Exercise instructions: Output a faithful copy of the entries, every picture removed.

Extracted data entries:
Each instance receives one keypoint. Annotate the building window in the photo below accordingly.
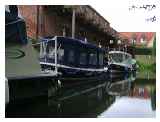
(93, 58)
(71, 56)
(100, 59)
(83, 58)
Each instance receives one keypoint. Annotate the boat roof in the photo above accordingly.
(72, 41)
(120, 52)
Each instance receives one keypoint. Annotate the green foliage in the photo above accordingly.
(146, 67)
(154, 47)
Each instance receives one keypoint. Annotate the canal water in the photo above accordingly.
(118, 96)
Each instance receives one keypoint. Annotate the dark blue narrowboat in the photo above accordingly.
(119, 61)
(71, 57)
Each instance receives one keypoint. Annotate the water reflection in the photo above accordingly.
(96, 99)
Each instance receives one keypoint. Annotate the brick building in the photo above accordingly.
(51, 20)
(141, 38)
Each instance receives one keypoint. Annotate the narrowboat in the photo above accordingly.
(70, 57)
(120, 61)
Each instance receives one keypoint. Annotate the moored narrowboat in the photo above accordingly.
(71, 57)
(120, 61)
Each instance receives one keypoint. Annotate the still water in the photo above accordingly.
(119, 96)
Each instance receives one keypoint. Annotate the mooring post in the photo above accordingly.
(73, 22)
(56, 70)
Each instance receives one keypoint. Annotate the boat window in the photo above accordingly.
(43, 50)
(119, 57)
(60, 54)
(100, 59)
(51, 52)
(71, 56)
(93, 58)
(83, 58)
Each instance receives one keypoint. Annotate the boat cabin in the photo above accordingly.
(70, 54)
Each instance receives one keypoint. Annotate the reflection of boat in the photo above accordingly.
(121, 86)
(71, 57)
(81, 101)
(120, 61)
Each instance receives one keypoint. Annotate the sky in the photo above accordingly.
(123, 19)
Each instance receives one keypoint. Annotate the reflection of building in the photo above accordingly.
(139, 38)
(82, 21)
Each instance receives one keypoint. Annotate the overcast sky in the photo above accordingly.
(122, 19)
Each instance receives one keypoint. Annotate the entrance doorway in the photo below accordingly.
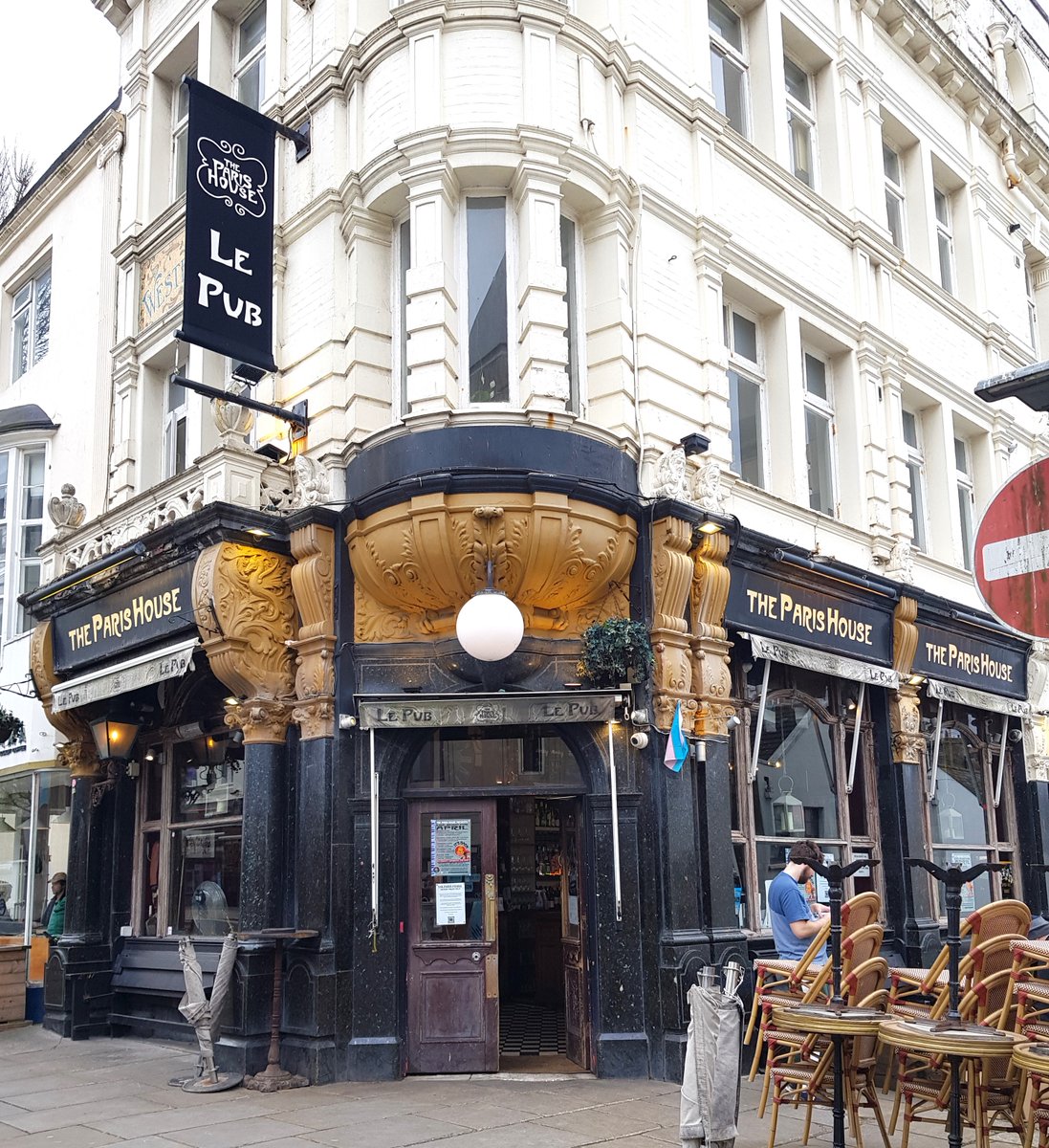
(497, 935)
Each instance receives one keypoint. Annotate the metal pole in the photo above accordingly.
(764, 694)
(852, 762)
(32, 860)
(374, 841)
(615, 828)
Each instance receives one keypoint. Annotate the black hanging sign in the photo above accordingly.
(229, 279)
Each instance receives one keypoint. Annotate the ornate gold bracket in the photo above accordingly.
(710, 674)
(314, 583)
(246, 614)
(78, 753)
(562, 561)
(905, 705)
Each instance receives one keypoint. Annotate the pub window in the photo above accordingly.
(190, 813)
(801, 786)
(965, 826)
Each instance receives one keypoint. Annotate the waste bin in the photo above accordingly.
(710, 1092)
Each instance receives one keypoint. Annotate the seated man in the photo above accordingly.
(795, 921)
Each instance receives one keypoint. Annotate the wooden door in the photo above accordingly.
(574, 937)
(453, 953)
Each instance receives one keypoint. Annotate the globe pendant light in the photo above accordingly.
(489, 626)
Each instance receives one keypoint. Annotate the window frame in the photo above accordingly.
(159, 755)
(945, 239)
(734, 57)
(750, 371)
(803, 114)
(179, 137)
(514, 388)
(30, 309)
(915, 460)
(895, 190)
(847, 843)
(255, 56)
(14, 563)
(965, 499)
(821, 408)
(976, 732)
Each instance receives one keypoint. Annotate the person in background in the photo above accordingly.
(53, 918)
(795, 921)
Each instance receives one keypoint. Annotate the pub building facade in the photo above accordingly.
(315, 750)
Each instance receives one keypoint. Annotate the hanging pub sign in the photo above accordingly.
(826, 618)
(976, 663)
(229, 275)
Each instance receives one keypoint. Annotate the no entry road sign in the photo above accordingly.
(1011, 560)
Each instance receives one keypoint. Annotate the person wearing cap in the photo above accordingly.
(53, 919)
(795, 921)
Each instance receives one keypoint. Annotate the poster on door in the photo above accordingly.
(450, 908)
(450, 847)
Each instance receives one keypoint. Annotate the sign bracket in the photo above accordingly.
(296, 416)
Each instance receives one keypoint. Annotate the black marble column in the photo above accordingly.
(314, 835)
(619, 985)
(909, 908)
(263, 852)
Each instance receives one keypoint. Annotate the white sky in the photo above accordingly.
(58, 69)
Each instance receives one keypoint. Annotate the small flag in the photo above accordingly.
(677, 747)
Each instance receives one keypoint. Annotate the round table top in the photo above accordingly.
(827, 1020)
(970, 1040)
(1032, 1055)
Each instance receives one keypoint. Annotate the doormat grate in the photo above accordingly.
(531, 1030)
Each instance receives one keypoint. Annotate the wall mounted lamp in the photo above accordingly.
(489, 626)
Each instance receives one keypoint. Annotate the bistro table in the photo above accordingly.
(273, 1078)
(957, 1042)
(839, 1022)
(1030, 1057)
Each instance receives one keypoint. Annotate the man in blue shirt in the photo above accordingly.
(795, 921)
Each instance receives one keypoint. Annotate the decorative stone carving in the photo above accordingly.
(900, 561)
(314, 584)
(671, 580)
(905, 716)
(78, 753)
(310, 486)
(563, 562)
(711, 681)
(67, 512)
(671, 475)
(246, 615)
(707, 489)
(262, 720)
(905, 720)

Written solution:
Each instance receives one keypoint. Annotate the building window in the photo below accordingly.
(93, 58)
(71, 56)
(100, 59)
(83, 58)
Each instance receives one keypoint. Annotate the boat roof in the photo above accordingly.
(72, 41)
(120, 52)
Each instance receives one keypoint. Annotate the green foliage in the photo above accordingly.
(146, 67)
(154, 47)
Each instance receives one keypoint. Annotate the canal water in the photo above accordingly.
(118, 96)
Each instance receives one keypoint. Annotate the dark blue narrowboat in the photo above accordingly.
(119, 61)
(71, 57)
Each instance receives one keypoint. Annotate the water reflection in the photo above accordingly.
(96, 99)
Each instance receives one keypoint. Annotate the brick building in the photo above accordingly.
(51, 20)
(141, 38)
Each instance receives one keypoint. Annotate the narrowboat in the photo above accordingly.
(70, 57)
(120, 61)
Each instance receives one keypoint. Annotate the moored narrowboat in the photo above accordingly.
(71, 57)
(120, 61)
Each instance receives one keypoint. Annotate the still water in the photo above accordingly.
(119, 96)
Each instance receives one keypoint. Annotate the mooring post in the photo above accordingly.
(73, 22)
(56, 70)
Each instance receives one keypoint. Annotate the boat window in the photo above accordingly.
(43, 50)
(119, 57)
(60, 54)
(100, 59)
(51, 52)
(71, 56)
(93, 58)
(83, 58)
Each instance receives one keypoint. Annotate the boat cabin in the photo above accordingly.
(70, 54)
Each instance receives one keypoint. Annotate the reflection of boat in the photo above accordingly.
(121, 86)
(71, 57)
(81, 101)
(120, 61)
Each instance receives one keypoint. Annotate the sky in the photo above accordingly.
(123, 19)
Each instance receives one keypoint. Annotate the reflection of building in the photo above accordingly.
(139, 38)
(82, 21)
Each instance receives one keypoint. Annotate the overcast sky in the photo above accordingly.
(122, 19)
Each instance receives one keypoint. Annotate the entrance doorway in the photo below accordingly.
(497, 935)
Each instance receives one keypoint. Annotate the metal pole in the photo above accordingly.
(764, 694)
(852, 762)
(32, 860)
(374, 841)
(615, 828)
Each instance receives one keypoint. Annotate the black hanging sign in the photo above accordingly.
(229, 279)
Each instance receives one keypoint. Annotate the ornate gold bracket in the photo above accordingly.
(710, 674)
(314, 583)
(246, 614)
(78, 753)
(562, 561)
(905, 705)
Each instance receives one keypoint. Annotate the pub window in the photo above accordingly.
(190, 813)
(801, 786)
(965, 826)
Each instance receives one keypoint. Annotate the waste bin in the photo above accordingly.
(710, 1092)
Each instance receives one keypoint. Annotate the seated man in the photo above accordingly.
(795, 921)
Each instance receives one keypoint. Annotate the wooden door in the photo above accordingly.
(574, 937)
(453, 953)
Each instance receives one keypoint. Annotate the globe pendant light in the photo above accordingly.
(489, 626)
Each instance receives one keypoint. Annotate the window frame in the photo above accordingly.
(159, 755)
(945, 239)
(734, 57)
(750, 371)
(803, 114)
(179, 137)
(514, 388)
(30, 309)
(915, 460)
(895, 190)
(847, 843)
(255, 56)
(14, 563)
(965, 499)
(821, 408)
(976, 732)
Each instance receives one keypoint. Annotate the person in background in the photo above accordingly.
(53, 918)
(795, 921)
Each instance receives one keypoint. Annotate the pub building facade in the photo above accordingly.
(315, 750)
Each instance receives one keypoint. Annotate the hanging pub sign in the photo above accordingly.
(826, 618)
(976, 663)
(229, 275)
Each instance receives one keypoint. Annotate the no entry road sign in the photo above accordingly.
(1011, 560)
Each instance receives one keypoint. Annotate the person wearing cap in the photo above accordingly.
(53, 919)
(795, 921)
Each instance receives one keypoint. Annotate the poster on door in the photo above accordingly.
(450, 908)
(450, 847)
Each instance receives one keypoint. Annotate the sign bracket in the photo above accordingly.
(296, 416)
Each instance receives one keypoint. Annotate the black marble column in the photo above accordingly.
(314, 835)
(619, 985)
(909, 908)
(263, 852)
Each instance receives one keypoint. Annotate the white sky in the photo above accordingly.
(58, 69)
Each instance receives one keypoint. Annotate the small flag in the photo above accordingly.
(677, 747)
Each instance receives one keypoint. Annotate the round table top in the photo above accordingly.
(827, 1020)
(970, 1040)
(1032, 1055)
Each instance receives one keypoint. Annotate the doormat grate in the photo above accordingly.
(531, 1030)
Each instance receives one keypoint. Annotate the wall mounted lamp in the photo above accordingly.
(489, 626)
Each instance receives one keypoint. Annotate the bistro table in the photo above accordingly.
(273, 1078)
(957, 1042)
(839, 1022)
(1030, 1057)
Each instance receives one keypoint. Annotate the man in blue shirt in the photo above accordingly.
(795, 921)
Each instance receives one keypoint. Annotate the decorative stone carving in the photo above accordingly.
(900, 561)
(314, 584)
(671, 580)
(905, 716)
(78, 753)
(310, 486)
(563, 562)
(711, 681)
(67, 512)
(671, 475)
(246, 615)
(707, 489)
(262, 720)
(905, 720)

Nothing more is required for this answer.